(EXCERPTED TEXT)
⟨
I suggest that this excessive measure, coupled with the soon-to-be-gone list, was designed to demonise perfectly lawful organisations. Fortunately, after listening to reasoned argument from Unionists both in this House and in another place, the Government have reconsidered the ridiculous list. I hope that, after listening to the arguments today, the Minister will reconsider this excessive penalty for false information. My doubts about the penalty--a criminal conviction--are founded on more than simply my belief that the regular disciplinary procedure would be infinitely more appropriate.

I believe that Clause 49(5) would fall foul of the Human Rights Act which we are all aware has only recently come into force. Article 8(1)of the European Convention on Human Rights guarantees,


    "respect for the right to a private life".

Although Article 8(2) of the ECHR allows that right under Article 8(1) to be qualified, in this case for the punishment, which is the means of achieving the objective, I do not believe that that qualification would be permissible as it is the effective criminalisation of lawful organisations.

Nowhere in the Patten report was it suggested that an officer would be subject to a criminal sanction with regard to the register of interests proposed in recommendation 126. Any logical approach to this clause will repeatedly bring us to the same conclusion.

There is currently in place a disciplinary code for the police in Northern Ireland. This matter is a disciplinary matter. Therefore it should be dealt with in the same manner, before the same tribunal and with the same punishment as any other disciplinary matter. I hope that the Minister will seriously reconsider this ludicrous extension of the criminal law in Northern Ireland.
⟩
(PROBLEM SET)
**A)** Answer these questions from the speech:
(i) Which article of the European Convention on Human Rights guarantees respect for the right to a private life?
(ii) Which recommendation of the Patten report proposed the register of interests?
(iii) What does the speaker say is currently in place for the police in Northern Ireland?
**B)** Decide whether each statement agrees with the speech, and back each yes or no with the deciding words from it:
(i) The Government has reconsidered the list.
(ii) The Patten report suggested that an officer could face a criminal sanction over the register of interests.
(iii) The Human Rights Act has been in force for many years.
**C)** Print everything in the speech from "There is currently" down to "law in Northern Ireland.", unchanged.

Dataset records
⟨
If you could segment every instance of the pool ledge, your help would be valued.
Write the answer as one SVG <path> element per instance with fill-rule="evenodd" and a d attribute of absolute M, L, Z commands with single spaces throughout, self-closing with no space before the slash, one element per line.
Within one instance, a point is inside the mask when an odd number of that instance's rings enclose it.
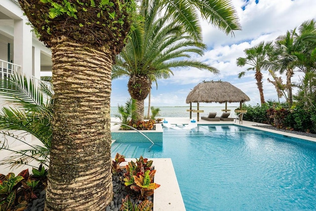
<path fill-rule="evenodd" d="M 153 211 L 185 211 L 184 203 L 170 158 L 149 158 L 157 170 L 155 182 L 160 186 L 155 190 Z M 136 159 L 125 158 L 127 162 Z M 122 163 L 122 165 L 127 162 Z"/>

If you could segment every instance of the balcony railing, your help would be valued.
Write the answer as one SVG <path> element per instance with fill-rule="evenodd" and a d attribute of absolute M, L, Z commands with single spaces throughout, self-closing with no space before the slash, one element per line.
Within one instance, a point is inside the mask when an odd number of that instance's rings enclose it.
<path fill-rule="evenodd" d="M 8 62 L 4 60 L 0 59 L 0 79 L 4 79 L 6 78 L 10 78 L 11 75 L 15 73 L 18 72 L 21 68 L 21 66 L 16 64 Z M 52 87 L 51 84 L 49 82 L 41 81 L 40 79 L 31 76 L 32 83 L 35 84 L 35 86 L 39 87 L 41 84 L 44 84 L 52 92 Z M 44 96 L 46 98 L 47 96 Z"/>

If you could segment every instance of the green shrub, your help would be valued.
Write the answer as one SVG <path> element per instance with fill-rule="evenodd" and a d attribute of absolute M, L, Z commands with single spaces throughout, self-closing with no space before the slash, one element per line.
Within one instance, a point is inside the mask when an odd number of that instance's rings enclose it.
<path fill-rule="evenodd" d="M 257 104 L 256 106 L 242 105 L 242 110 L 246 110 L 247 113 L 244 114 L 243 120 L 255 123 L 270 124 L 270 119 L 267 115 L 269 109 L 267 104 L 262 105 Z"/>

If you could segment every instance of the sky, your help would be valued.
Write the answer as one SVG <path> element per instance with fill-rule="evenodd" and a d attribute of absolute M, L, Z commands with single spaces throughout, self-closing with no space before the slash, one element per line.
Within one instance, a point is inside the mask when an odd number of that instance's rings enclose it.
<path fill-rule="evenodd" d="M 245 57 L 243 50 L 262 41 L 273 41 L 287 31 L 298 28 L 304 22 L 316 19 L 316 0 L 232 0 L 241 26 L 241 31 L 234 32 L 235 36 L 226 35 L 215 27 L 202 21 L 204 42 L 207 48 L 202 56 L 193 58 L 218 69 L 218 75 L 197 69 L 172 69 L 174 76 L 158 81 L 158 87 L 153 86 L 151 105 L 155 107 L 186 106 L 187 96 L 194 87 L 203 80 L 221 80 L 230 83 L 240 89 L 250 98 L 247 105 L 260 103 L 259 91 L 254 71 L 247 71 L 244 76 L 238 78 L 240 72 L 250 66 L 237 67 L 236 60 Z M 273 80 L 268 71 L 262 71 L 265 99 L 277 101 L 274 85 L 268 82 Z M 279 75 L 278 75 L 278 76 Z M 298 82 L 301 73 L 295 72 L 293 82 Z M 282 76 L 283 83 L 286 78 Z M 121 78 L 112 81 L 111 106 L 124 104 L 130 95 L 127 90 L 128 79 Z M 294 90 L 293 93 L 296 93 Z M 281 99 L 284 101 L 284 99 Z M 145 100 L 148 105 L 148 98 Z M 221 106 L 219 103 L 200 103 L 201 106 Z M 239 103 L 230 103 L 229 106 L 238 106 Z"/>

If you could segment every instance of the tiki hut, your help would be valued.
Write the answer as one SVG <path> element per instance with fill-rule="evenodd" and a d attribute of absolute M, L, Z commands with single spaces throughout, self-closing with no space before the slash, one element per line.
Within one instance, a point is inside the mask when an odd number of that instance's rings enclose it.
<path fill-rule="evenodd" d="M 250 99 L 242 91 L 230 83 L 222 81 L 203 81 L 197 85 L 188 95 L 187 103 L 190 103 L 190 117 L 192 118 L 192 112 L 198 113 L 203 112 L 199 110 L 199 103 L 217 102 L 225 103 L 225 109 L 222 111 L 230 111 L 227 109 L 227 102 L 240 102 L 240 109 L 243 102 L 249 101 Z M 197 103 L 197 110 L 192 110 L 192 103 Z"/>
⟩
(RESULTS OF THE TASKS)
**A)**
(i) Article 8(1)
(ii) Recommendation 126
(iii) A disciplinary code

**B)**
(i) Yes: "the Government have reconsidered the ridiculous list."
(ii) No: "Nowhere in the Patten report was it suggested that an officer would be subject to a criminal sanction with regard to the register of interests proposed in recommendation 126."
(iii) No: "which we are all aware has only recently come into force."

**C)**
There is currently in place a disciplinary code for the police in Northern Ireland. This matter is a disciplinary matter. Therefore it should be dealt with in the same manner, before the same tribunal and with the same punishment as any other disciplinary matter. I hope that the Minister will seriously reconsider this ludicrous extension of the criminal law in Northern Ireland.